▸ **EXERCISE AIM**: Reproduce the lines in the records below verbatim, starting with the line that contains "Please trace the outline of every instance of the upper" and continuing through the end of the records, both ends included.

▸ **DATA EXTRACT**:
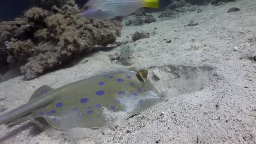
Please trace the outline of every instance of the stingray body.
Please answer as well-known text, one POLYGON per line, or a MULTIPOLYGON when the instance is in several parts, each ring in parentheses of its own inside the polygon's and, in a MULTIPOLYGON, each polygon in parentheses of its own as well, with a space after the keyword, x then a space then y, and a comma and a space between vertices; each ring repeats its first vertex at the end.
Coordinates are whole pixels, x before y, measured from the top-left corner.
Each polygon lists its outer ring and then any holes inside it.
POLYGON ((147 75, 146 69, 135 71, 132 68, 96 75, 56 89, 43 85, 28 103, 0 116, 0 125, 43 117, 50 125, 62 130, 111 125, 117 118, 112 114, 124 112, 128 117, 163 99, 163 95, 147 79, 147 75))

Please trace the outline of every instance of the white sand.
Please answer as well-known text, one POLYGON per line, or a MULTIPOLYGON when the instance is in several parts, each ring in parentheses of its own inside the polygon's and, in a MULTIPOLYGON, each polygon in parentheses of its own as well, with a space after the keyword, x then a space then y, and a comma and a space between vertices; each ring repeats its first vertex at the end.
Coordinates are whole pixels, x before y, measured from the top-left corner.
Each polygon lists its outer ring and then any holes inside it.
MULTIPOLYGON (((101 130, 80 128, 64 133, 50 129, 37 134, 29 123, 11 129, 1 125, 0 143, 256 143, 256 63, 247 58, 256 55, 256 0, 243 0, 219 6, 200 7, 202 13, 187 11, 174 19, 142 26, 125 26, 118 40, 131 40, 131 35, 138 29, 156 32, 149 38, 135 42, 137 45, 131 66, 156 66, 149 69, 150 74, 154 71, 158 75, 160 80, 153 83, 166 93, 168 101, 118 127, 101 130), (227 13, 232 7, 240 11, 227 13), (199 25, 184 27, 191 19, 199 25), (157 29, 153 30, 155 27, 157 29), (172 42, 166 43, 164 39, 172 42), (234 51, 235 47, 238 50, 234 51), (213 70, 196 73, 194 69, 188 69, 189 77, 186 79, 181 73, 187 70, 189 67, 185 67, 177 71, 181 77, 174 79, 176 76, 168 67, 172 65, 206 65, 213 70)), ((96 53, 71 67, 31 81, 19 77, 2 83, 0 98, 6 99, 0 104, 8 108, 6 112, 26 102, 43 84, 56 88, 123 67, 108 57, 119 51, 117 48, 96 53)))

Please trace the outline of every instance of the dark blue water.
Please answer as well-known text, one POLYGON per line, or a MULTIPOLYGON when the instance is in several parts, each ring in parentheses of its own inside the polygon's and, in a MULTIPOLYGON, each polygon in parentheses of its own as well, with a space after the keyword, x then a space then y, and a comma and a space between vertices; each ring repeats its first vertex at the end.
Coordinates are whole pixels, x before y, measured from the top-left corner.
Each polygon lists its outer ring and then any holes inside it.
MULTIPOLYGON (((81 7, 86 1, 85 0, 76 0, 77 3, 81 7)), ((160 1, 160 8, 145 9, 147 12, 160 11, 163 10, 168 5, 169 0, 160 1)), ((15 18, 23 16, 24 11, 30 7, 30 0, 0 0, 0 21, 11 21, 15 18)))

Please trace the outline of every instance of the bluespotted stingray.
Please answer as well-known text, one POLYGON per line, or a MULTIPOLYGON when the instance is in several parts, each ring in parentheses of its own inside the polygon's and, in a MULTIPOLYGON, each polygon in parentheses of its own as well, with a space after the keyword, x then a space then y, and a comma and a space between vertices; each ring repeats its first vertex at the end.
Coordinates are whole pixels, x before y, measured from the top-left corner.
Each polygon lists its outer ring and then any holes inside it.
POLYGON ((43 118, 61 130, 112 125, 116 117, 109 116, 110 114, 124 112, 127 118, 163 99, 164 95, 147 79, 148 74, 146 69, 131 68, 56 89, 43 85, 27 103, 0 116, 0 125, 15 125, 43 118))

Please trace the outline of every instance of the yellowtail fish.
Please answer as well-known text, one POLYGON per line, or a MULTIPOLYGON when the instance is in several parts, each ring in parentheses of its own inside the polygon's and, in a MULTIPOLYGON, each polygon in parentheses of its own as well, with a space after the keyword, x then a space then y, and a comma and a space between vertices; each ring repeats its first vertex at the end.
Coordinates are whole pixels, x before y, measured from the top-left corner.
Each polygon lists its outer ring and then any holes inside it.
POLYGON ((143 7, 158 8, 159 0, 89 0, 81 9, 81 16, 104 20, 127 16, 143 7))
POLYGON ((131 68, 96 75, 55 89, 43 85, 27 103, 0 115, 0 125, 11 126, 29 120, 40 127, 43 125, 37 120, 43 120, 61 130, 112 125, 117 120, 113 114, 125 113, 127 118, 163 99, 147 79, 148 73, 145 69, 131 68))

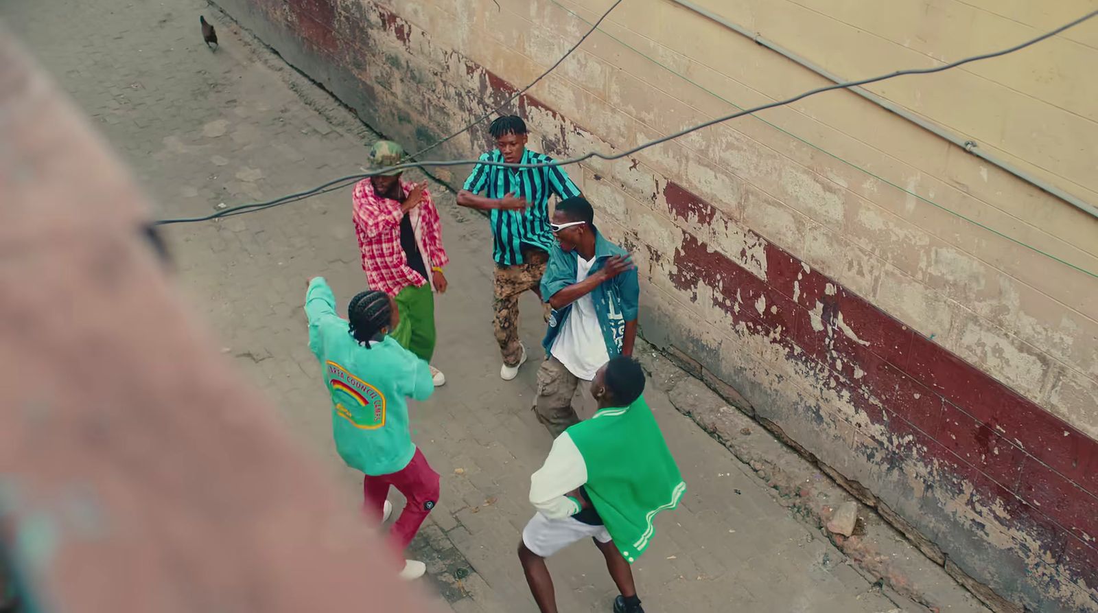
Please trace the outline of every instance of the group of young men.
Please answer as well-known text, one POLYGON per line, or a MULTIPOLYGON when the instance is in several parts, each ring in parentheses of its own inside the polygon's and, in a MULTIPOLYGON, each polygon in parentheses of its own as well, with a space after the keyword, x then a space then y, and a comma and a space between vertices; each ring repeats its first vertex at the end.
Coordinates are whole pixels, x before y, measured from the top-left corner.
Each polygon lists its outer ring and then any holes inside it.
MULTIPOLYGON (((629 565, 648 548, 654 516, 679 504, 685 483, 643 401, 645 374, 631 357, 637 271, 626 250, 598 232, 591 203, 568 174, 526 147, 522 119, 500 118, 490 133, 495 148, 481 156, 457 202, 489 212, 504 380, 515 379, 528 357, 518 335, 524 292, 538 296, 547 323, 534 410, 554 439, 531 477, 535 515, 518 557, 539 609, 556 612, 545 558, 592 537, 618 587, 613 610, 642 612, 629 565), (578 390, 585 398, 582 421, 573 404, 578 390)), ((404 152, 382 141, 370 159, 374 170, 389 168, 404 161, 404 152)), ((355 186, 352 202, 370 290, 350 301, 344 320, 324 279, 312 279, 305 300, 310 347, 332 394, 337 450, 366 475, 366 513, 389 517, 390 487, 407 499, 390 531, 403 550, 438 500, 439 476, 411 439, 406 399, 425 400, 446 382, 430 360, 435 293, 446 292, 449 257, 426 183, 405 181, 399 171, 374 175, 355 186)), ((405 560, 401 575, 411 579, 424 570, 405 560)))

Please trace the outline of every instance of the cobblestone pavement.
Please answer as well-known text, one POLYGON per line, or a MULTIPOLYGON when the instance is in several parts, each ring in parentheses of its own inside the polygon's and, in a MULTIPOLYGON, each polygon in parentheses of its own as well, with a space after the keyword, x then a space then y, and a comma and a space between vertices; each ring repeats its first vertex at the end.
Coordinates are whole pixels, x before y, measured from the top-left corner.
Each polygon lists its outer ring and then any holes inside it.
MULTIPOLYGON (((7 0, 0 18, 132 166, 164 216, 206 214, 221 202, 273 198, 352 174, 377 138, 197 0, 7 0), (200 13, 219 29, 216 53, 202 43, 200 13)), ((415 439, 442 475, 442 493, 413 555, 429 564, 424 584, 453 611, 530 612, 515 547, 533 514, 529 475, 550 445, 529 411, 537 364, 515 381, 500 379, 488 226, 435 191, 453 259, 450 290, 438 301, 437 366, 449 383, 412 415, 415 439)), ((242 381, 264 390, 346 484, 348 504, 357 504, 359 480, 332 448, 301 311, 310 276, 326 276, 340 301, 365 285, 348 190, 170 226, 166 235, 183 299, 220 333, 242 381)), ((527 298, 522 309, 522 336, 535 349, 538 304, 527 298)), ((871 584, 665 395, 652 393, 650 403, 690 490, 681 509, 661 515, 654 545, 636 566, 649 611, 921 610, 871 584)), ((609 610, 615 590, 594 547, 578 544, 550 569, 562 610, 609 610)))

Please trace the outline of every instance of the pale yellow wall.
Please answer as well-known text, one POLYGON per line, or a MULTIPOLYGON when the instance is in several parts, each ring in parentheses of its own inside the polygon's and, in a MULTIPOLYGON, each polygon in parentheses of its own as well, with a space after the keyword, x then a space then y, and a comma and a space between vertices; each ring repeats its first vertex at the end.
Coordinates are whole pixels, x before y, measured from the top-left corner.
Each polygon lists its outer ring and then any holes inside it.
MULTIPOLYGON (((436 48, 459 49, 524 85, 589 27, 565 9, 594 21, 610 4, 558 2, 392 5, 430 32, 436 48)), ((1094 0, 698 3, 844 77, 1008 46, 1098 8, 1094 0)), ((749 107, 828 83, 669 0, 626 0, 602 30, 533 90, 595 134, 569 141, 572 154, 632 146, 731 112, 729 102, 749 107)), ((1096 68, 1098 20, 1017 55, 871 89, 1098 204, 1096 68)), ((456 130, 467 120, 451 121, 456 130)), ((530 123, 556 126, 538 113, 530 123)), ((715 317, 668 281, 666 258, 680 227, 733 258, 750 230, 1098 437, 1098 279, 918 197, 1098 272, 1095 218, 849 92, 710 127, 637 161, 591 163, 572 176, 596 207, 628 211, 629 230, 663 250, 662 263, 639 256, 659 300, 715 317), (610 181, 594 181, 594 172, 610 181), (724 219, 709 229, 671 219, 651 202, 668 179, 724 219)), ((744 256, 741 264, 765 278, 764 263, 744 256)), ((703 327, 699 336, 720 334, 703 327)))

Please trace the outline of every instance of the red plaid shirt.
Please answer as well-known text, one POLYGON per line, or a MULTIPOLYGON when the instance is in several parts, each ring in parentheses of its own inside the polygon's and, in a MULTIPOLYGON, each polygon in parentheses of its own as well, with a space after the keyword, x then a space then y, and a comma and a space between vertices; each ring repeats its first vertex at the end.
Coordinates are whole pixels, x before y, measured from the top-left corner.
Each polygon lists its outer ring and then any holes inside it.
MULTIPOLYGON (((401 189, 407 197, 413 183, 401 180, 401 189)), ((428 280, 408 266, 407 256, 401 248, 401 203, 374 193, 370 179, 362 179, 355 186, 354 219, 358 248, 362 252, 362 270, 370 289, 396 296, 406 287, 422 287, 428 280)), ((425 189, 423 202, 408 211, 415 230, 416 245, 427 269, 442 267, 450 258, 442 248, 442 227, 438 209, 425 189)))

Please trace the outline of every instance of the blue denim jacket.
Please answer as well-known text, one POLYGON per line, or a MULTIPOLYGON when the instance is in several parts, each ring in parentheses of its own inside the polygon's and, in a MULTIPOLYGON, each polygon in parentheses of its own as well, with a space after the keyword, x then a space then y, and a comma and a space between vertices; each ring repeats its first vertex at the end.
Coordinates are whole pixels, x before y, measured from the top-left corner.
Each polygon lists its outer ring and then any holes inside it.
MULTIPOLYGON (((594 275, 606 265, 613 256, 625 256, 628 253, 610 243, 595 231, 595 263, 589 275, 594 275)), ((579 256, 575 252, 565 253, 560 245, 553 245, 549 252, 549 264, 541 277, 541 299, 548 301, 558 291, 575 283, 575 265, 579 256)), ((598 324, 603 328, 603 339, 606 342, 606 353, 612 358, 621 355, 621 342, 625 338, 625 323, 637 319, 637 302, 640 299, 640 286, 637 283, 637 270, 628 270, 617 277, 601 283, 591 292, 591 300, 598 313, 598 324)), ((568 321, 572 305, 554 309, 549 316, 549 330, 546 332, 546 355, 551 353, 552 343, 560 333, 561 326, 568 321)))

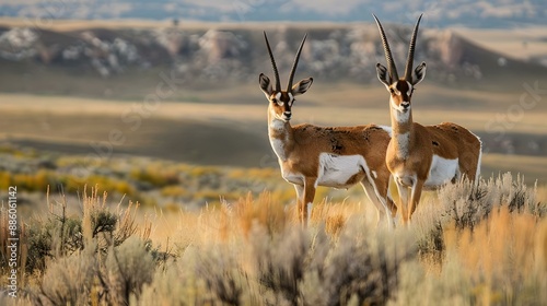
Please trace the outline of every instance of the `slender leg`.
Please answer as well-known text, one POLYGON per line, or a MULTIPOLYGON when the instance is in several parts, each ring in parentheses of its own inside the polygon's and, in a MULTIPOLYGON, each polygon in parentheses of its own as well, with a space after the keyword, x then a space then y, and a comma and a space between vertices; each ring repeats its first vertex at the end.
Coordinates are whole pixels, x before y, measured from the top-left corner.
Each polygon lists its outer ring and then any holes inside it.
POLYGON ((408 222, 408 187, 400 184, 395 179, 395 184, 397 185, 397 191, 399 192, 399 209, 400 216, 403 217, 403 223, 406 224, 408 222))
POLYGON ((411 190, 411 195, 410 195, 410 209, 408 211, 408 220, 410 220, 410 216, 416 211, 416 208, 418 207, 418 203, 420 202, 421 190, 423 189, 423 183, 426 183, 423 179, 416 179, 414 181, 412 190, 411 190))
POLYGON ((315 198, 315 178, 305 178, 304 180, 304 199, 300 202, 299 212, 300 221, 304 226, 307 226, 310 214, 312 211, 313 199, 315 198))
POLYGON ((371 202, 376 207, 376 212, 377 212, 376 226, 380 225, 387 217, 387 225, 392 227, 393 220, 391 219, 391 212, 387 209, 385 199, 382 198, 381 195, 379 195, 379 190, 374 188, 374 186, 370 184, 366 179, 363 179, 361 181, 361 186, 363 187, 364 192, 366 193, 371 202))
POLYGON ((296 190, 296 205, 300 207, 300 203, 304 200, 304 186, 303 185, 293 185, 294 190, 296 190))

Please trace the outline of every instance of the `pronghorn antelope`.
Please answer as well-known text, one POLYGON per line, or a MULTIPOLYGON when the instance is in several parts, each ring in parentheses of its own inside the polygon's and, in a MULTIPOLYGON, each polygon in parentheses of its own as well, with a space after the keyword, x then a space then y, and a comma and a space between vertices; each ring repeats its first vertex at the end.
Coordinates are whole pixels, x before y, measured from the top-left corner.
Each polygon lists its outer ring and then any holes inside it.
POLYGON ((394 176, 400 197, 403 222, 410 220, 421 191, 438 188, 462 176, 478 181, 481 142, 467 129, 451 122, 421 126, 412 121, 410 99, 416 85, 426 75, 426 62, 412 74, 416 36, 421 15, 416 23, 408 49, 405 75, 399 79, 389 44, 382 24, 374 15, 384 47, 387 69, 376 64, 377 78, 389 92, 392 140, 387 146, 386 164, 394 176), (410 199, 408 198, 410 189, 410 199))
POLYGON ((276 60, 264 33, 276 76, 275 87, 268 76, 264 73, 259 75, 260 89, 269 102, 268 136, 271 148, 278 156, 281 175, 296 189, 300 221, 307 224, 317 186, 349 188, 361 183, 369 199, 376 205, 379 221, 385 216, 391 226, 397 208, 387 190, 391 174, 385 165, 385 151, 389 142, 389 127, 325 128, 309 123, 292 127, 290 123, 294 97, 304 94, 313 82, 312 78, 307 78, 292 84, 306 36, 296 52, 289 84, 281 90, 276 60))

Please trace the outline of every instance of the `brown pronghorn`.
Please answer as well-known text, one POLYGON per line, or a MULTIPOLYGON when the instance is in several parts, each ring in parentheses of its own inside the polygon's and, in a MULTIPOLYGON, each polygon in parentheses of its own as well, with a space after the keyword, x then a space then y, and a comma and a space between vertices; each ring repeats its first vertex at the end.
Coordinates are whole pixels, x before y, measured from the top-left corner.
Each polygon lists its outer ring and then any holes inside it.
POLYGON ((375 15, 374 20, 387 62, 387 69, 381 63, 376 64, 377 78, 389 92, 392 118, 392 140, 385 161, 397 185, 400 197, 398 208, 403 222, 406 223, 416 210, 423 188, 435 189, 449 181, 454 183, 462 176, 478 181, 481 142, 477 136, 455 123, 422 126, 412 121, 410 99, 416 85, 426 76, 426 62, 420 63, 412 74, 421 15, 410 39, 405 76, 400 79, 382 24, 375 15))
POLYGON ((375 125, 326 128, 307 123, 292 127, 294 97, 305 93, 313 82, 307 78, 292 85, 306 36, 296 52, 284 91, 266 33, 264 38, 276 76, 275 87, 264 73, 259 76, 260 89, 269 103, 268 134, 281 175, 296 189, 300 221, 307 224, 317 186, 349 188, 361 183, 377 209, 379 221, 386 217, 392 226, 396 207, 388 196, 391 174, 385 165, 391 128, 375 125))

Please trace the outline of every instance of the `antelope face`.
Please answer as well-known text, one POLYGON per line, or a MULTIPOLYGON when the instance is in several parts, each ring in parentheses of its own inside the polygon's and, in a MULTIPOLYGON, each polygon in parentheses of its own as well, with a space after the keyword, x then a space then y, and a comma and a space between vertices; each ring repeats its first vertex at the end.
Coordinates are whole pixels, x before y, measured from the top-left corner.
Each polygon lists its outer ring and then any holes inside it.
POLYGON ((296 67, 299 64, 300 54, 302 52, 302 47, 306 40, 307 34, 302 39, 300 44, 299 50, 296 52, 296 57, 294 58, 294 63, 292 64, 291 72, 289 74, 289 84, 287 85, 287 90, 281 90, 281 83, 279 81, 279 72, 277 70, 276 60, 274 59, 274 54, 271 52, 270 44, 268 42, 268 36, 266 32, 264 33, 264 39, 266 40, 266 46, 268 47, 268 54, 271 60, 271 67, 274 68, 274 73, 276 75, 275 86, 271 84, 271 81, 266 74, 260 73, 258 78, 258 82, 260 84, 260 90, 263 90, 266 98, 269 101, 269 115, 274 119, 281 120, 283 122, 288 122, 291 119, 292 113, 291 107, 294 103, 294 97, 305 93, 313 83, 312 78, 307 78, 301 80, 296 84, 292 85, 292 80, 294 78, 294 72, 296 72, 296 67))
POLYGON ((400 79, 397 73, 397 68, 395 67, 395 61, 392 57, 389 43, 387 42, 387 38, 385 36, 384 28, 382 27, 382 24, 375 15, 374 20, 376 21, 376 25, 380 31, 385 59, 387 62, 387 68, 385 68, 381 63, 376 64, 377 78, 389 92, 389 107, 394 110, 397 110, 398 114, 404 115, 399 118, 408 118, 408 111, 410 111, 410 98, 412 97, 414 90, 416 85, 420 83, 426 76, 426 62, 420 63, 412 71, 416 36, 418 35, 418 27, 420 25, 421 15, 418 19, 418 22, 416 22, 416 26, 412 31, 412 37, 410 39, 410 46, 408 48, 407 63, 405 67, 405 76, 400 79))
POLYGON ((304 94, 312 85, 313 79, 307 78, 298 82, 289 92, 272 90, 270 79, 264 73, 260 73, 259 83, 266 98, 269 101, 268 109, 270 115, 287 122, 292 116, 291 108, 296 101, 294 97, 304 94))
POLYGON ((399 80, 387 87, 391 107, 399 113, 410 110, 410 97, 414 86, 408 81, 399 80))

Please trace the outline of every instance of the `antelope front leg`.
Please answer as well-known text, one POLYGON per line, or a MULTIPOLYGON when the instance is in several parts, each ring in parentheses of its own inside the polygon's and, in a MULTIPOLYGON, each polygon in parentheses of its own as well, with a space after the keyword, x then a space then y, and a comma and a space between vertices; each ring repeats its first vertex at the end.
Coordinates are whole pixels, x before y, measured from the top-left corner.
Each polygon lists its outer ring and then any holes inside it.
POLYGON ((403 224, 408 222, 408 187, 400 184, 398 179, 395 179, 395 184, 397 185, 397 192, 399 193, 399 210, 400 217, 403 219, 403 224))
POLYGON ((304 199, 299 202, 300 222, 307 226, 312 214, 313 199, 315 198, 315 178, 304 180, 304 199))
POLYGON ((416 208, 418 207, 418 203, 420 202, 421 198, 421 190, 423 189, 423 184, 426 180, 423 179, 416 179, 412 185, 412 190, 410 193, 410 209, 408 210, 408 220, 410 220, 410 216, 412 213, 416 211, 416 208))

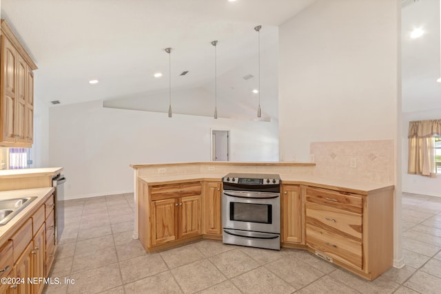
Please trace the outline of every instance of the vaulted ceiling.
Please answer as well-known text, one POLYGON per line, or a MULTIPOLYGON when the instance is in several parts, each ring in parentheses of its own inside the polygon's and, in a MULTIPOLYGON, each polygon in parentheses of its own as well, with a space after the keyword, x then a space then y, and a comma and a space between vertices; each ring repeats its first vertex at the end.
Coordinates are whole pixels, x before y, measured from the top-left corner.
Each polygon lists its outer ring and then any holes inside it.
POLYGON ((174 112, 212 116, 218 40, 219 116, 256 118, 260 31, 263 119, 277 118, 278 25, 316 0, 2 0, 6 19, 34 59, 35 94, 62 105, 166 112, 172 47, 174 112), (180 76, 189 71, 185 76, 180 76), (155 78, 161 72, 163 76, 155 78), (252 74, 246 80, 243 76, 252 74), (99 83, 88 83, 91 79, 99 83), (192 94, 194 90, 194 93, 192 94), (197 96, 193 101, 192 96, 197 96), (136 106, 139 105, 139 106, 136 106))
MULTIPOLYGON (((277 119, 278 26, 316 0, 2 0, 1 18, 35 61, 35 94, 50 105, 105 105, 166 112, 173 48, 174 113, 212 116, 218 40, 220 117, 256 119, 260 31, 263 120, 277 119), (180 76, 189 71, 185 76, 180 76), (161 72, 163 76, 155 78, 161 72), (243 78, 251 74, 249 79, 243 78), (98 79, 94 85, 88 83, 98 79)), ((404 0, 404 112, 441 108, 439 0, 404 0), (425 34, 409 38, 416 27, 425 34)))

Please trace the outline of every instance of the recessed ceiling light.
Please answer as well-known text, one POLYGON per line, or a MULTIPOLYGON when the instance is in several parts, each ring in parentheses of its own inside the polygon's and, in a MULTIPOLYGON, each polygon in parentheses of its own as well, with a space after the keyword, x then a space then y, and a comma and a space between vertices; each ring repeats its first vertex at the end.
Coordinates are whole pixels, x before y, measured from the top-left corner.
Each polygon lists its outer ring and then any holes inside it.
POLYGON ((424 33, 424 31, 422 30, 420 28, 416 28, 412 31, 411 33, 411 38, 416 39, 419 38, 424 33))

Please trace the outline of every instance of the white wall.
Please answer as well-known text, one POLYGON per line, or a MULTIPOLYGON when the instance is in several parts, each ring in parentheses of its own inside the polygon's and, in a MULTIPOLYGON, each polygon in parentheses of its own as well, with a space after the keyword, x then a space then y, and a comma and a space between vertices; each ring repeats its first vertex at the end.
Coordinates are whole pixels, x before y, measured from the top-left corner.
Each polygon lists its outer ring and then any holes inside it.
POLYGON ((133 191, 130 164, 210 160, 211 129, 230 130, 232 161, 278 158, 276 123, 102 107, 50 108, 50 166, 64 167, 65 198, 133 191))
MULTIPOLYGON (((36 75, 36 76, 38 76, 36 75)), ((30 151, 31 167, 49 166, 49 107, 34 98, 34 143, 30 151)))
POLYGON ((402 114, 402 191, 441 197, 441 177, 433 178, 407 174, 409 122, 430 119, 441 119, 441 109, 402 114))
POLYGON ((279 29, 280 154, 309 143, 394 138, 396 0, 319 0, 279 29))

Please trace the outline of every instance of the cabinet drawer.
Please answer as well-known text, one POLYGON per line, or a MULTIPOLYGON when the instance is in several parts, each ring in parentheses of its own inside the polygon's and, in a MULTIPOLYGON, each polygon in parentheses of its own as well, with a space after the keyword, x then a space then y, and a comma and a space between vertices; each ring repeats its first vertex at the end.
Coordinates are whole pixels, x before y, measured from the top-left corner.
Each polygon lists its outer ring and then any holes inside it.
POLYGON ((306 189, 306 201, 325 204, 360 214, 363 207, 363 198, 360 195, 310 187, 306 189))
POLYGON ((32 240, 32 220, 28 218, 26 222, 11 237, 14 244, 14 261, 17 260, 32 240))
POLYGON ((44 205, 41 205, 39 210, 35 211, 35 213, 32 215, 32 235, 35 235, 38 230, 40 229, 40 227, 41 227, 44 222, 44 213, 45 207, 44 205))
POLYGON ((0 277, 6 277, 14 267, 12 241, 8 241, 0 248, 0 277))
POLYGON ((351 266, 362 268, 362 247, 360 242, 307 224, 306 244, 351 266))
POLYGON ((311 202, 307 202, 305 208, 307 224, 362 242, 362 218, 360 214, 311 202))
POLYGON ((201 182, 158 185, 150 187, 151 200, 152 201, 201 195, 201 182))
POLYGON ((46 218, 45 226, 46 226, 46 241, 48 241, 49 239, 50 239, 51 237, 52 238, 54 237, 54 211, 53 210, 50 212, 50 214, 49 215, 49 216, 48 216, 48 218, 46 218))
POLYGON ((50 212, 54 210, 54 206, 55 206, 55 204, 54 204, 54 196, 51 195, 50 197, 49 197, 49 199, 48 199, 46 202, 44 202, 45 218, 48 218, 48 216, 50 214, 50 212))

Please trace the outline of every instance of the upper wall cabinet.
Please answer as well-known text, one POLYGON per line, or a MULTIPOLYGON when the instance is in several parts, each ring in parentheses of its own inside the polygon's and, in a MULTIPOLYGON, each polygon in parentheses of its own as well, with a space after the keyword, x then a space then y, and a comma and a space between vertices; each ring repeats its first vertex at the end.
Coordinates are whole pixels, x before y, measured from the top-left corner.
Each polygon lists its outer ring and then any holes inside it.
POLYGON ((37 67, 3 19, 0 42, 0 146, 30 147, 37 67))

▸ **TASK SOLUTION**:
Please trace the outline of every instance of the upper wall cabinet.
Please answer as well-known text, one POLYGON per line, or a MULTIPOLYGON when the instance is in several parts, each ring in parentheses of its own inside the polygon's and, in a MULTIPOLYGON, each polygon in parentheses of its own as well, with a space after the keyword, x then a space then y, and a comma and a space between vertices; each ring repeats its first vertex at the end.
Coordinates are whole pixels, x before y, measured from the top-left corner.
Each polygon lists its outer ring and then any holes inside it.
POLYGON ((37 67, 3 19, 0 42, 0 146, 30 147, 37 67))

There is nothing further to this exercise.